>> Start DATASET EXTRACT

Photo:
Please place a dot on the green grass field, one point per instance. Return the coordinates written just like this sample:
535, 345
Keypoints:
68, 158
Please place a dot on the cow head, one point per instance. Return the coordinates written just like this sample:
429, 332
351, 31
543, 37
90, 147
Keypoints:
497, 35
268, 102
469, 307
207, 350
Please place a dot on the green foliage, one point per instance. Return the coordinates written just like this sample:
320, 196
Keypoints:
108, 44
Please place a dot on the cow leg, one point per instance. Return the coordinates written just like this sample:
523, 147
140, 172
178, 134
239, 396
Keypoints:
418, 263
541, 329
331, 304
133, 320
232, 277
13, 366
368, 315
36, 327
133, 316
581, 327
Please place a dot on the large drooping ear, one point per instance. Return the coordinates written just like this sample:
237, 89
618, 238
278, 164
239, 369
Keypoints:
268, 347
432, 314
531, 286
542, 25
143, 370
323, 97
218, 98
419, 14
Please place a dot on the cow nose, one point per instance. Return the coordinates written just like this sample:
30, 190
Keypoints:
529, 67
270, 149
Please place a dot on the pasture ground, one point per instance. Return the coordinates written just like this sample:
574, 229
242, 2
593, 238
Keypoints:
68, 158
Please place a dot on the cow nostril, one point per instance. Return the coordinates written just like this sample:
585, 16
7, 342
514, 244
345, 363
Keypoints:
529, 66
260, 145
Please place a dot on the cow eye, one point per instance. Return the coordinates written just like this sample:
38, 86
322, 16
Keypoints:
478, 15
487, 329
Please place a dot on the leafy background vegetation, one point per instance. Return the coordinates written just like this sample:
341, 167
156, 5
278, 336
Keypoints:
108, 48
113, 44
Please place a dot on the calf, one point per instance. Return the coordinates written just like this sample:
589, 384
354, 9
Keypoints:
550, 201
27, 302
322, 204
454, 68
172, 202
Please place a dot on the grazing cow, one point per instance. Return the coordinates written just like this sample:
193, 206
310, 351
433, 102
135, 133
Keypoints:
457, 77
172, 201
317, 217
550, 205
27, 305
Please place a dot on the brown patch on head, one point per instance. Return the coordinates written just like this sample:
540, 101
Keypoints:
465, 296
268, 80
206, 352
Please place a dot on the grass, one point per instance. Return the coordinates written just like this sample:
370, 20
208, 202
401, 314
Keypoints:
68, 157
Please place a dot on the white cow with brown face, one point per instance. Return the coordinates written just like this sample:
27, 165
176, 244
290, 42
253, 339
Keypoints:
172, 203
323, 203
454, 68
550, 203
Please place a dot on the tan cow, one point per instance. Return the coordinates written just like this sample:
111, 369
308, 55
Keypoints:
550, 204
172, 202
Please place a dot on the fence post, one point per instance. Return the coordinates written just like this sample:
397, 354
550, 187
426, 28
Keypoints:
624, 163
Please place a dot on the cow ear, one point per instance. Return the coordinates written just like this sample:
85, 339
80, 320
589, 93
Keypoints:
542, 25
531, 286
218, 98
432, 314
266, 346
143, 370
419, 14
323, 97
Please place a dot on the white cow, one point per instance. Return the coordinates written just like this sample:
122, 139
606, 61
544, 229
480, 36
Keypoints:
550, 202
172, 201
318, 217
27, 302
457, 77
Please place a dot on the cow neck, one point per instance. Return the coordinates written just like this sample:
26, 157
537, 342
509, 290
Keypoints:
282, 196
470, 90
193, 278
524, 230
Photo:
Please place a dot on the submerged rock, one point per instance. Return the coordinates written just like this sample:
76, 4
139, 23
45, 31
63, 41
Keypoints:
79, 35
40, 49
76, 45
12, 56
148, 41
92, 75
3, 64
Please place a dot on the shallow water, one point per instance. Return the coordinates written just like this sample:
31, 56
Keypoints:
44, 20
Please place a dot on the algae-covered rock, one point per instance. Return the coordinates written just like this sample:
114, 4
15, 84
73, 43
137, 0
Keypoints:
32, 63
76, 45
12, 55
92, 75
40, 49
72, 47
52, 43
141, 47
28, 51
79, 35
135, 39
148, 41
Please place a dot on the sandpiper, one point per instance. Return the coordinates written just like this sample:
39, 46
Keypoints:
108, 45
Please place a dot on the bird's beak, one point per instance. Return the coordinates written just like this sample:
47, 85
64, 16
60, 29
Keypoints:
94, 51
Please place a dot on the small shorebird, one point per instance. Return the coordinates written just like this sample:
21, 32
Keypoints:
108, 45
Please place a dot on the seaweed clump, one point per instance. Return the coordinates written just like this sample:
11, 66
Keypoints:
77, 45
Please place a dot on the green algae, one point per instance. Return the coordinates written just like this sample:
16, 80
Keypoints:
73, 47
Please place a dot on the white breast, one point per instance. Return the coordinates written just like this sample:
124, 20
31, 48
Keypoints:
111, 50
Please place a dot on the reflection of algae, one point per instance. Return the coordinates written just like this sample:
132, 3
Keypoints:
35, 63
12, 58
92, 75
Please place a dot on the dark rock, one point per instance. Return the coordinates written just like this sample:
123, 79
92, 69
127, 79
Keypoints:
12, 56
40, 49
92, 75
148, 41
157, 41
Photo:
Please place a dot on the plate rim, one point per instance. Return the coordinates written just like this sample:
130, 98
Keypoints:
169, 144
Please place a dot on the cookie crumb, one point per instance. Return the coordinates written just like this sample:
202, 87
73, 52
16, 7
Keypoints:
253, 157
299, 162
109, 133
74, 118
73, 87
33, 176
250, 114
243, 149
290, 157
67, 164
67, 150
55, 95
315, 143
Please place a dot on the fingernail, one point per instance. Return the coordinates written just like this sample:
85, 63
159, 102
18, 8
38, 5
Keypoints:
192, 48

>> End DATASET EXTRACT

WRITTEN TASK:
Write out all the lines again, exactly as they are.

RESPONSE:
Photo:
Please place a dot on the green grass field, one point per instance. Return the coordinates written just like this sample:
535, 345
Keypoints:
68, 158
Please place a dot on the cow head, one point per instance. Return the coordinates written just like this sample:
429, 332
351, 31
543, 37
90, 147
Keypoints:
497, 35
268, 102
469, 307
207, 350
Please place a dot on the green foliage, one point per instance. Return the coordinates written just like this sample:
320, 196
Keypoints:
108, 44
Please place a dot on the cow leg, one point per instance. Return the coordinates written just like this sample:
523, 147
140, 172
178, 134
239, 396
Keypoints:
418, 263
541, 329
331, 304
133, 320
232, 277
13, 366
368, 315
36, 327
133, 316
581, 327
Please place a dot on the large drooping ear, one point per instance. Return the coordinates written just like this sample:
237, 89
618, 238
278, 164
239, 369
Keypoints:
268, 347
432, 314
531, 286
542, 25
143, 370
323, 97
218, 98
419, 14
Please place a dot on the cow nose, one point per instance. Return the coordinates written just like this sample:
30, 190
Keypoints:
529, 67
270, 149
Please place a dot on the pasture ground, one point per instance. Return the coordinates written just like this sample:
574, 229
242, 2
593, 238
Keypoints:
68, 158
Please place a dot on the cow nostril, one point per instance. Return the coordinates written just like this sample:
585, 16
7, 342
514, 244
345, 363
Keypoints:
529, 66
260, 145
Please place a dot on the cow eye, one point per instance. Return the coordinates written just like this sample:
38, 86
322, 16
Keypoints:
478, 15
487, 329
Please place a dot on the leafy background vegetation, one point per instance. Return the coordinates written just like this sample:
341, 167
156, 5
278, 336
Keypoints:
108, 48
113, 44
Please place a dot on the calf, one point per instance. Return the coordinates written just like this sample:
589, 384
354, 9
Keypoints:
550, 201
27, 302
322, 204
454, 68
172, 202
Please place a dot on the grazing cow, one point per instance. Return the coordinates written just like this sample:
193, 206
310, 351
433, 102
135, 133
Keypoints:
457, 77
172, 201
317, 217
550, 205
27, 305
Please place a dot on the brown patch on head, one point per instance. Return the coordinates written just like this sample:
540, 101
Keypoints:
465, 296
268, 80
206, 352
Please place a dot on the grass, one point per instance. Return the coordinates written just like this sample:
370, 20
208, 202
401, 314
Keypoints:
68, 157
Please place a dot on the white cow with brown face, one point per instance. Return the coordinates written just like this sample:
27, 165
176, 244
290, 42
253, 339
Keypoints:
172, 203
323, 203
454, 68
550, 203
Please place a dot on the tan cow, one point per instance. Return the coordinates written just like this sample:
111, 369
308, 55
Keypoints:
550, 204
172, 202
Please place a dot on the fence post, one point per instance. Return the coordinates written just like this sample:
397, 354
550, 187
426, 28
Keypoints:
624, 163
Please place a dot on the cow ear, one point per instance. Return the coordinates written just like this sample:
85, 339
80, 320
589, 93
Keypoints:
542, 25
531, 286
218, 98
432, 314
266, 346
143, 370
419, 14
323, 97
Please place a dot on the white cow, one point per instance. Return the coordinates written just like this sample:
122, 139
606, 61
544, 229
480, 36
Keypoints:
550, 202
172, 201
318, 217
27, 302
457, 77
Please place a dot on the cow neck, one point per instance. Return the coordinates written just like this sample:
26, 157
537, 342
509, 290
Keypoints:
282, 196
470, 90
193, 278
524, 230
Photo:
Please place a dot on the submerged rock, one point per instance. Return the coordinates written just like this sample:
76, 4
139, 23
45, 31
63, 41
Keypoints:
79, 35
40, 49
76, 45
12, 56
148, 41
92, 75
3, 64
Please place a dot on the shallow water, one point per instance. Return the coordinates written just like this sample:
31, 56
Keypoints:
44, 20
Please place a dot on the algae-covered rock, one point per instance. Return the coordinates written just like this sample:
114, 4
15, 84
73, 43
137, 0
Keypoints:
32, 63
76, 45
12, 55
92, 75
40, 49
72, 47
52, 43
141, 47
28, 51
79, 35
135, 39
148, 41
Please place a dot on the sandpiper, one point per instance. Return the coordinates written just like this sample:
39, 46
Keypoints:
108, 45
Please place a dot on the bird's beak, one point per instance. Return the coordinates written just like this sample:
47, 85
64, 16
60, 29
Keypoints:
94, 51
Please place a dot on the small shorebird, one point per instance. Return the coordinates written just like this sample:
21, 32
Keypoints:
108, 45
Please place a dot on the seaweed clump, one point per instance. Return the coordinates written just like this sample:
11, 66
Keypoints:
77, 45
Please place a dot on the green algae, one point per instance. Return the coordinates written just like this sample:
16, 80
Keypoints:
73, 47
Please place a dot on the white breast, one point per instance. Return the coordinates written just like this sample:
124, 20
31, 48
Keypoints:
111, 50
Please place a dot on the reflection of algae, one point per instance. Return the coordinates written just like this sample:
132, 3
Keypoints:
35, 63
12, 58
92, 75
Please place a dot on the dark rock, one point per instance. Return the coordinates written just like this sample:
123, 79
92, 69
127, 79
Keypoints:
12, 56
40, 49
92, 75
148, 41
157, 41
Photo:
Please place a dot on the plate rim, one point per instance. Return the coordinates written just like this sample:
130, 98
Keypoints:
169, 144
Please place a dot on the cookie crumb, one point per instance. Return the coordinates written just like this sample:
202, 87
73, 52
16, 7
Keypoints:
253, 157
299, 162
109, 133
74, 118
73, 87
33, 176
250, 114
243, 149
290, 157
67, 164
67, 150
55, 95
315, 143
Please place a dot on the fingernail, one point per instance. Return the coordinates written just like this sample:
85, 63
159, 102
18, 8
38, 5
Keypoints:
192, 48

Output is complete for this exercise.